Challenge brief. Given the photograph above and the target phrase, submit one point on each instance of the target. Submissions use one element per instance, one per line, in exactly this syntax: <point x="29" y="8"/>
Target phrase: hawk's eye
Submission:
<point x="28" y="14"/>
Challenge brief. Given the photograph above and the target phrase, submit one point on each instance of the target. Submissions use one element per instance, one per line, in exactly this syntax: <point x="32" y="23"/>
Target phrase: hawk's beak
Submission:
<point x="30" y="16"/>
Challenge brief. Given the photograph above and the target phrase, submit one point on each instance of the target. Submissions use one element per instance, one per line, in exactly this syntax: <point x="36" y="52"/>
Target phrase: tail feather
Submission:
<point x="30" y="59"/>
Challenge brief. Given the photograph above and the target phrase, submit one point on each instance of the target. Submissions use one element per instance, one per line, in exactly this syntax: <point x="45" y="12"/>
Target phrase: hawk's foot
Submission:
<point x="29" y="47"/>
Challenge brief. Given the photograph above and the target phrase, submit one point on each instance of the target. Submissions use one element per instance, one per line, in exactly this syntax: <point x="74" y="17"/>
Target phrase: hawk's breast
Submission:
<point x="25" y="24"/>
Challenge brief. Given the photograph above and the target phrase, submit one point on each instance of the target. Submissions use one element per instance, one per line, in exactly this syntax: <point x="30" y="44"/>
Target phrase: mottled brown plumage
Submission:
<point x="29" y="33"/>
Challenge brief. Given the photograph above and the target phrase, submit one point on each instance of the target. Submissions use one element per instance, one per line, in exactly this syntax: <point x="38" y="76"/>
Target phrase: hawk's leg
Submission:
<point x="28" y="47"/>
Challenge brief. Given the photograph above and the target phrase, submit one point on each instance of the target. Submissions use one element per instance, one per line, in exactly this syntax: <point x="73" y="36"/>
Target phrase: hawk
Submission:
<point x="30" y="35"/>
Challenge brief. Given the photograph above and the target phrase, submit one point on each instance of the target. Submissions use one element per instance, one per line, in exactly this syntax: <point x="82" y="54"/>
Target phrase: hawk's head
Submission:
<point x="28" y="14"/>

Prompt –
Write out the listing once more, matching it exactly.

Response to the exercise –
Challenge brief. Given the photograph above and the target phrase, submit one point on each instance of the target. Submissions use one element per instance, one per line, in exactly this syntax: <point x="29" y="8"/>
Target phrase: hawk's eye
Submission:
<point x="28" y="14"/>
Challenge brief. Given the photograph above and the target phrase, submit one point on each instance of the target. Submissions use one element per instance, one per line, in exactly this syntax: <point x="32" y="23"/>
Target phrase: hawk's beak
Submission:
<point x="30" y="16"/>
Challenge brief. Given the photograph above and the target phrase, submit one point on each instance of the target. Submissions use one element per instance, one per line, in exactly this syntax: <point x="36" y="52"/>
Target phrase: tail feather
Submission:
<point x="30" y="59"/>
Challenge brief. Given the photograph above and the target phrase, submit one point on each instance of the target. Submissions use one element per instance, one per line, in exactly this syntax: <point x="45" y="12"/>
Target phrase: hawk's foot
Submission:
<point x="29" y="47"/>
Challenge brief. Given the photograph above and the target phrase, submit one point on each instance of the target. Submissions use one element per instance, one per line, in exactly this syntax: <point x="74" y="17"/>
Target phrase: hawk's breast
Submission:
<point x="25" y="24"/>
Challenge brief. Given the photograph above and the target phrase, submit one point on each instance of the target. Submissions use one element per instance, one per line, in exactly this syntax: <point x="30" y="44"/>
Target phrase: mottled brown plumage
Submission:
<point x="29" y="33"/>
Challenge brief. Given the photograph above and the target phrase, submit one point on each instance of the target. Submissions use one element per instance, one per line, in exactly this syntax: <point x="38" y="76"/>
Target phrase: hawk's leg
Submission:
<point x="28" y="47"/>
Challenge brief. Given the photograph above and the target phrase, submit one point on each instance of the target. Submissions use one element per instance, one per line, in exactly this syntax: <point x="73" y="36"/>
Target phrase: hawk
Submission:
<point x="30" y="35"/>
Challenge brief. Given the photograph above and the target phrase, submit one point on each instance of the target. Submissions use one element per instance, one per line, in exactly this syntax: <point x="82" y="54"/>
Target phrase: hawk's head
Submission:
<point x="28" y="14"/>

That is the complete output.